* [Entnommener Text]:
※ ※ ※

Leitsatz (redaktionell)

1. Die Auslegung einer privatrechtlichen Willenserklärung (hier: Vergleich vor dem Scheidungsgericht) kann vom Revisionsgericht daraufhin überprüft werden, ob sie innerhalb der Grenzen einer freien tatrichterlichen Beweiswürdigung verbleibt.

2. Mit der Unterhaltsersatzfunktion der Hinterbliebenenrente ist es nicht vereinbar, daß den Unterhaltspflichten und Unterhaltsleistungen des Versicherten andere Pflichten und Leistungen gleichgestellt werden, die nicht an seine Person gebunden sind und nicht mit seinem Tod zwangsläufig und völlig entfallen.

 

Orientierungssatz

Leistungen aus der Erbmasse und dem Lastenausgleichsfonds sind keine Unterhaltsleistungen iS des AVG § 42 letzte Alternative.

 

Normenkette

AVG § 42 S. 1 Alt. 3 Fassung: 1957-02-23; RVO § 1265 S. 1 Alt. 3 Fassung: 1957-02-23

 

Tenor

1. Das Urteil des Landessozialgerichts Hamburg vom 25. November 1960 wird aufgehoben.

2. Die Berufung der Klägerin gegen das Urteil des Sozialgerichts Hamburg vom 4. November 1959 wird zurückgewiesen.

3. Im Berufungsverfahren und im Revisionsverfahren sind keine Kosten zu erstatten.

 

Gründe

I

Die Klägerin begehrt Hinterbliebenenrente nach § 42 des Angestelltenversicherungsgesetzes (AVG). Ihre Ehe mit dem Versicherten wurde im November 1951 aus dessen Verschulden geschieden. Im Scheidungstermin schlossen die Eheleute einen Vergleich; nach ihm trat der Versicherte an die Klägerin "zur Abgeltung aller Unterhaltsansprüche für Vergangenheit, Gegenwart und Zukunft" seine erbrechtlichen Ansprüche aus dem Nachlaß seiner Mutter und seine gegenwärtigen und künftigen Ansprüche auf Hausratsentschädigung aus dem Lastenausgleich ab. Am 22. Juni 1957 verstarb der Versicherte; bis dahin hatte die Klägerin aufgrund des Vergleichs Geldbeträge und Wertpapiere im Gesamtwert von 4300,- DM erhalten.

※ ※ ※

* [Aufgeführte Datensätze]:

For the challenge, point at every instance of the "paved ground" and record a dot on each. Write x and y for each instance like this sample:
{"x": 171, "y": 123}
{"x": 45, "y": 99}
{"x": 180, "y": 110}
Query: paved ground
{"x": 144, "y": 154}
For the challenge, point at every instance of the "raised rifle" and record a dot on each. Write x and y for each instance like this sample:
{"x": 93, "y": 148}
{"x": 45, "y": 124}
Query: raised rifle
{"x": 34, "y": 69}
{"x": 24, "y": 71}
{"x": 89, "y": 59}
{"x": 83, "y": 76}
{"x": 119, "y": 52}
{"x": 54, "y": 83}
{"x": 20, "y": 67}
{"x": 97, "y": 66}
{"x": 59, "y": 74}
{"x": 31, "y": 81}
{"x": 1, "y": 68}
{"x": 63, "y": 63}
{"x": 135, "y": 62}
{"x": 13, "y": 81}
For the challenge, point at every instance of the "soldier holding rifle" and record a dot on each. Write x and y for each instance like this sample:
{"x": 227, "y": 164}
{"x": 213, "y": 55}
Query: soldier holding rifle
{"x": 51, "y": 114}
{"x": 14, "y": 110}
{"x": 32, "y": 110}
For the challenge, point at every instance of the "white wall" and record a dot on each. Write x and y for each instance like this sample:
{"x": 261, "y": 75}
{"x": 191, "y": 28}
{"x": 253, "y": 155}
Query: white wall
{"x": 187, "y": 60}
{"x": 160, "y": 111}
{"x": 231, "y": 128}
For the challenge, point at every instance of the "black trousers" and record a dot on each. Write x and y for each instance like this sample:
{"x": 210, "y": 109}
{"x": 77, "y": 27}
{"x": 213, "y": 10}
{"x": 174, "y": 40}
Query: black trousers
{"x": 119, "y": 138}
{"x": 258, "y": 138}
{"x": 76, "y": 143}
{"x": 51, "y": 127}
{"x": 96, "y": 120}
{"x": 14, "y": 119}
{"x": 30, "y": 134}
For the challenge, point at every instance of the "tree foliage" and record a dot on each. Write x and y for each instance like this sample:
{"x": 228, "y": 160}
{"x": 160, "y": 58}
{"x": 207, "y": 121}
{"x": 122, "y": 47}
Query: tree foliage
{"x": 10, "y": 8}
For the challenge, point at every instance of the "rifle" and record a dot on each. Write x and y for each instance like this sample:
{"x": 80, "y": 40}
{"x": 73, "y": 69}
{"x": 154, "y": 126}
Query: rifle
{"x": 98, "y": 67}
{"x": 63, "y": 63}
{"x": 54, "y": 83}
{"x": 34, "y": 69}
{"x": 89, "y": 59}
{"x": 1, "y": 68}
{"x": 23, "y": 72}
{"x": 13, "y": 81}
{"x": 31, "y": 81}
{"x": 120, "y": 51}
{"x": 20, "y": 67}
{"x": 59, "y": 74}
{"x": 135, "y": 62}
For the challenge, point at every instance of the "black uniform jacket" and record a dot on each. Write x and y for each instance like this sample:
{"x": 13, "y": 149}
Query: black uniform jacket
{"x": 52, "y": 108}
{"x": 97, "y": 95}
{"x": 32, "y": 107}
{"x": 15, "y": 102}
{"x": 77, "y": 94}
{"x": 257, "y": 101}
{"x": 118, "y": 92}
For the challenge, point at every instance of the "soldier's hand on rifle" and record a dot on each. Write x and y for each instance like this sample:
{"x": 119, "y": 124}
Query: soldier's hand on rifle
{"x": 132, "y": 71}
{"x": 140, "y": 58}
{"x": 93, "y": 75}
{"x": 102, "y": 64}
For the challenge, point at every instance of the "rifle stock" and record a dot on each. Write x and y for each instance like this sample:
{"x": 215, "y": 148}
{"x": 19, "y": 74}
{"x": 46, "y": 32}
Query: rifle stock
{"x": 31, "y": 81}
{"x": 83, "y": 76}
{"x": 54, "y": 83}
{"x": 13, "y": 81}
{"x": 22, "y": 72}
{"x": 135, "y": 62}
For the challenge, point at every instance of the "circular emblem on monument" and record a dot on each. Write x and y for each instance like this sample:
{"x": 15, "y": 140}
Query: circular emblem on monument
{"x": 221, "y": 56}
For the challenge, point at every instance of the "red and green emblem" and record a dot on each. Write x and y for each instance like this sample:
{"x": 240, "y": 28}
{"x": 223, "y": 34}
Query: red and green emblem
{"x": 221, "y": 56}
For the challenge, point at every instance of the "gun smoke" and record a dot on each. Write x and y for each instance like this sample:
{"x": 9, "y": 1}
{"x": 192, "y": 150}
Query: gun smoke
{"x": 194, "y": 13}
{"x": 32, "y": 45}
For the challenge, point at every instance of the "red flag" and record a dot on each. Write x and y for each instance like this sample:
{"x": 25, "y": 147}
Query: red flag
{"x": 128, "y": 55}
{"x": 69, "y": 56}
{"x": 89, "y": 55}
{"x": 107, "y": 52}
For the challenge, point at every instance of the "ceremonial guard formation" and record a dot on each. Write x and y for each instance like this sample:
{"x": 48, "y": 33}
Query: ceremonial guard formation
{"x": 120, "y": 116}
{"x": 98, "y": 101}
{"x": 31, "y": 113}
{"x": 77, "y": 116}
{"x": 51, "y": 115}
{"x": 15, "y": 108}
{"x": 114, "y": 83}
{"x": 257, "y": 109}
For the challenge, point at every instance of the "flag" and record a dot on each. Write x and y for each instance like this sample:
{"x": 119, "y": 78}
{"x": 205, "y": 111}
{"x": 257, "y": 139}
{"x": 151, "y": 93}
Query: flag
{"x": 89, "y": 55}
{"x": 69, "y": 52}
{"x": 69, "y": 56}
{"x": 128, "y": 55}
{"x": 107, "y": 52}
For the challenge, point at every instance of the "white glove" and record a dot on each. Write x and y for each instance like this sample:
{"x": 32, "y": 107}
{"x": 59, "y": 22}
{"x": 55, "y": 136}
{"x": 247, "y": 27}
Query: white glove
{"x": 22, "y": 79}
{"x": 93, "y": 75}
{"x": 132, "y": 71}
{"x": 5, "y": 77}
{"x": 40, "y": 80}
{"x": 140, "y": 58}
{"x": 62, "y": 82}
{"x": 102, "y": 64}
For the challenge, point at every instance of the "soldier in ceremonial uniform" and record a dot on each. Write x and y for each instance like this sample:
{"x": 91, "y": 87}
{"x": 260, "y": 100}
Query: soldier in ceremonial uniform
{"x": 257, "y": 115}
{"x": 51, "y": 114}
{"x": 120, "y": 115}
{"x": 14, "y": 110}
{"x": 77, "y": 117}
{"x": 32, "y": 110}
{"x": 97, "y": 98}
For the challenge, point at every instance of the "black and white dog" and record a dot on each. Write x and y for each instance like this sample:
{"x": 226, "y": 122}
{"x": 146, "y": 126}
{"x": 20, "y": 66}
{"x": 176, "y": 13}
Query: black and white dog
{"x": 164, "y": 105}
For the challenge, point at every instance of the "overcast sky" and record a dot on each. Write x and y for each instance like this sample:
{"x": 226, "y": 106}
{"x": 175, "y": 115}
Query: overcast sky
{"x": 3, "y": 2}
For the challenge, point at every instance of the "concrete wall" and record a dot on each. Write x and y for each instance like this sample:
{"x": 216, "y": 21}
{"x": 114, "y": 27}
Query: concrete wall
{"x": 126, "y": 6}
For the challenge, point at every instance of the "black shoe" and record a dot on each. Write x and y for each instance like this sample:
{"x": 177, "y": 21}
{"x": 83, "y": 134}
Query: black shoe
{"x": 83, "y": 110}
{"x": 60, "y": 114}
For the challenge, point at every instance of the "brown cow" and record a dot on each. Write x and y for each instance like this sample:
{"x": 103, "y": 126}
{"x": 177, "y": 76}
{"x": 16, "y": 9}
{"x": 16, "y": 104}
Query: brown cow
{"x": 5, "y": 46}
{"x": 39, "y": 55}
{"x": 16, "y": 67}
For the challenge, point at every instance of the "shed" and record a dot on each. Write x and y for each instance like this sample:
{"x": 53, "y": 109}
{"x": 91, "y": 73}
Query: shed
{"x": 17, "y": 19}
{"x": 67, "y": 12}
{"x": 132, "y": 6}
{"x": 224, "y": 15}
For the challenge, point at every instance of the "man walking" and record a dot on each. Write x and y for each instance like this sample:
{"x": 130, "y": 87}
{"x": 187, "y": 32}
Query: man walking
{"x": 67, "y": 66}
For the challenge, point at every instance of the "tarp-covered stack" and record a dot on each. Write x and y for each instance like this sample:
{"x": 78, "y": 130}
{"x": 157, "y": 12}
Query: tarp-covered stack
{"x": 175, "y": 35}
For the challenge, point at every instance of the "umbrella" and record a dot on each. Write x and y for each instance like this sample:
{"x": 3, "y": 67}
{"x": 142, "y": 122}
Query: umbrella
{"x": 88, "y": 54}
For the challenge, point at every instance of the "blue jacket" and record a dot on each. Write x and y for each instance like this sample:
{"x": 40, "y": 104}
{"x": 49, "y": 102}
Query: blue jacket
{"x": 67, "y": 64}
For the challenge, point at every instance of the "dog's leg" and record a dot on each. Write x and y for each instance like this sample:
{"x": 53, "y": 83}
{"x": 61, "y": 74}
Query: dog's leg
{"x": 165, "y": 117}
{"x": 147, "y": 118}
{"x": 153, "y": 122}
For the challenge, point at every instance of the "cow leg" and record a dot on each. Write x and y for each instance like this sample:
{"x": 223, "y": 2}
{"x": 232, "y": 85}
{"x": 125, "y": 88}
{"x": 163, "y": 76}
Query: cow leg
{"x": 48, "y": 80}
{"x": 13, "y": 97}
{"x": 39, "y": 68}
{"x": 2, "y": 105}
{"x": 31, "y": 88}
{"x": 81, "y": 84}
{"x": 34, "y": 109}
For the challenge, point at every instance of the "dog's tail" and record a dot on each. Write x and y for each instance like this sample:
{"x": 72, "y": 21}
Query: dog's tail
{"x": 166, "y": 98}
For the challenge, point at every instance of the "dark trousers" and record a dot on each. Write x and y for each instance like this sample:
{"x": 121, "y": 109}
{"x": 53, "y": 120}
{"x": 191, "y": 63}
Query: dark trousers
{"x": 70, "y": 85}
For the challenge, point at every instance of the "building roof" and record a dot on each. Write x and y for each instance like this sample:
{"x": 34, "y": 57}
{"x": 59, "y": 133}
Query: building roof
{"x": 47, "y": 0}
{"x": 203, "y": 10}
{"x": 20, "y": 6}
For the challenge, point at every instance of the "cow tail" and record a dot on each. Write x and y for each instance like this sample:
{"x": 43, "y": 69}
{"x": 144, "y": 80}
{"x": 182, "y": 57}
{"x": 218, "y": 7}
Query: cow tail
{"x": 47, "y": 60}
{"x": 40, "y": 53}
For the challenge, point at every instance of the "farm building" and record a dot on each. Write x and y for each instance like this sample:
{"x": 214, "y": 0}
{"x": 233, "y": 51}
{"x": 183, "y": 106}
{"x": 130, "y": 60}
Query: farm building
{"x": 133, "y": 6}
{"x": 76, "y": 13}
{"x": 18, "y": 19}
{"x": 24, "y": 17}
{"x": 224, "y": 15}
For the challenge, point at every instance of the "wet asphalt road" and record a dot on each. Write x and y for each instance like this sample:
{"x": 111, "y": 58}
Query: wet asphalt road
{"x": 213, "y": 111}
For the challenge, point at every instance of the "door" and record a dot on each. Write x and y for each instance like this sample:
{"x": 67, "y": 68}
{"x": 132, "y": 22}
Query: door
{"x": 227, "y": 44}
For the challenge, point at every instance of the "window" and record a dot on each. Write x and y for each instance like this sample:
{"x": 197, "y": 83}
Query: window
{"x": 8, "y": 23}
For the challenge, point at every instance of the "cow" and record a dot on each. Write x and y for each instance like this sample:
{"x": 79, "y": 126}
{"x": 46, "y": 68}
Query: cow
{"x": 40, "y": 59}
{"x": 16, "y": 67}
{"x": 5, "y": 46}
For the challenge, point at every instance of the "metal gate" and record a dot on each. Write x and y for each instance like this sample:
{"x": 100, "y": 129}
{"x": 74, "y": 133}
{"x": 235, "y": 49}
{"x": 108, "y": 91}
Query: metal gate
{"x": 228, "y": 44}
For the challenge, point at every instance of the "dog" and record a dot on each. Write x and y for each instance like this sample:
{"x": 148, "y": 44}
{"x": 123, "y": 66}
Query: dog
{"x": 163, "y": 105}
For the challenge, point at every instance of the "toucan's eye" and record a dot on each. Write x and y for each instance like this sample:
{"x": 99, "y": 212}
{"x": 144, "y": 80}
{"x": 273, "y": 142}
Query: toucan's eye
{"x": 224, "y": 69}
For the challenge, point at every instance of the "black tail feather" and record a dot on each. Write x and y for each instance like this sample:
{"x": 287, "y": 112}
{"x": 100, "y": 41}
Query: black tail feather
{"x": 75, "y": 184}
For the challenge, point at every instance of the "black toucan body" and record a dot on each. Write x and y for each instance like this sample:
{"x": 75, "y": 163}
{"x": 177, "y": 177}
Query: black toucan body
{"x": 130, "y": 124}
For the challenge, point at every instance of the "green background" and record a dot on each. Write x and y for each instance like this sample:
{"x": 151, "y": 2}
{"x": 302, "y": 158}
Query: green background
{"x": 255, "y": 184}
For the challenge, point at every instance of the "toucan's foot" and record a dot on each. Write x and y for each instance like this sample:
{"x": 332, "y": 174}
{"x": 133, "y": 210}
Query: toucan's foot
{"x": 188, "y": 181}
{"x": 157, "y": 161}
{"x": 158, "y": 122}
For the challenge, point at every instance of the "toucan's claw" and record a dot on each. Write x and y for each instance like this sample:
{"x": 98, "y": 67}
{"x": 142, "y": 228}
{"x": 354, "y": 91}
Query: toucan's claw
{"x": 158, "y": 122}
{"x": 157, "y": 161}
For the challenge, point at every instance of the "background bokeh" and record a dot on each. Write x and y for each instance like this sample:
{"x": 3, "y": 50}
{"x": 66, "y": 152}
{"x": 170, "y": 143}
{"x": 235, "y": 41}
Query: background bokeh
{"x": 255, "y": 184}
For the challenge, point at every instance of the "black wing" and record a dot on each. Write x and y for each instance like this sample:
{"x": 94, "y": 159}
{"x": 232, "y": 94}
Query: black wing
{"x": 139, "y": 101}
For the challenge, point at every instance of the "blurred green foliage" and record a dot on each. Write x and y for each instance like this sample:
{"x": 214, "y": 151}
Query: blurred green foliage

※ ※ ※

* [Gestellte Aufgaben]:
1. Beantworte kurz anhand des Urteilstexts zur Hinterbliebenenrente:
(a) Welches Gericht hat das Urteil vom 25. November 1960 erlassen, das aufgehoben wird?
(b) Wann wurde die Ehe der Klägerin mit dem Versicherten geschieden?
(c) Welchen Gesamtwert hatten die Geldbeträge und Wertpapiere, die die Klägerin bis zum Tod des Versicherten bekommen hatte?
2. Schreib den Urteilstext zur Hinterbliebenenrente nach seinem letzten Satz weiter.
Die Datensätze spielen dabei keine Rolle.

* [Ergebnisse]:
1.
(a) Das Landessozialgericht Hamburg.
(b) Im November 1951.
(c) 4300,- DM.

2.
Den im August 1957 gestellten Rentenantrag lehnte die Beklagte ab, weil sie die Voraussetzungen des § 42 AVG nicht für erfüllt hielt. Das Landessozialgericht (LSG) war anderer Meinung; es hob das klagabweisende Urteil des Sozialgerichts (SG) sowie den Bescheid der Beklagten auf und verurteilte diese zur Rentengewährung von August 1957 an: Durch den Vergleich, der rechtswirksam sei, habe die Klägerin zwar auf Unterhaltsansprüche nach dem Ehegesetz verzichtet, soweit sie die im Vergleich zugedachten Leistungen überstiegen; im Umfang dieser Leistungen habe sich der Versicherte jedoch zum Unterhalt der Klägerin verpflichtet; alle Leistungen, die die Klägerin aufgrund des Vergleichs empfangen habe, seien im Verhältnis zwischen den geschiedenen Eheleuten als Unterhaltszahlungen des Versicherten anzusehen. Danach sei der Tatbestand des § 42 AVG erfüllt.

Mit der vom LSG zugelassenen Revision beantragte die Beklagte,

das Urteil des LSG aufzuheben und die Berufung der Klägerin gegen das Urteil des SG zurückzuweisen.

Sie rügte eine Verletzung des § 42 AVG.

Die Klägerin beantragte die Zurückweisung der Revision.

Die Beigeladene (Witwe des Versicherten) war im Revisionsverfahren nicht vertreten.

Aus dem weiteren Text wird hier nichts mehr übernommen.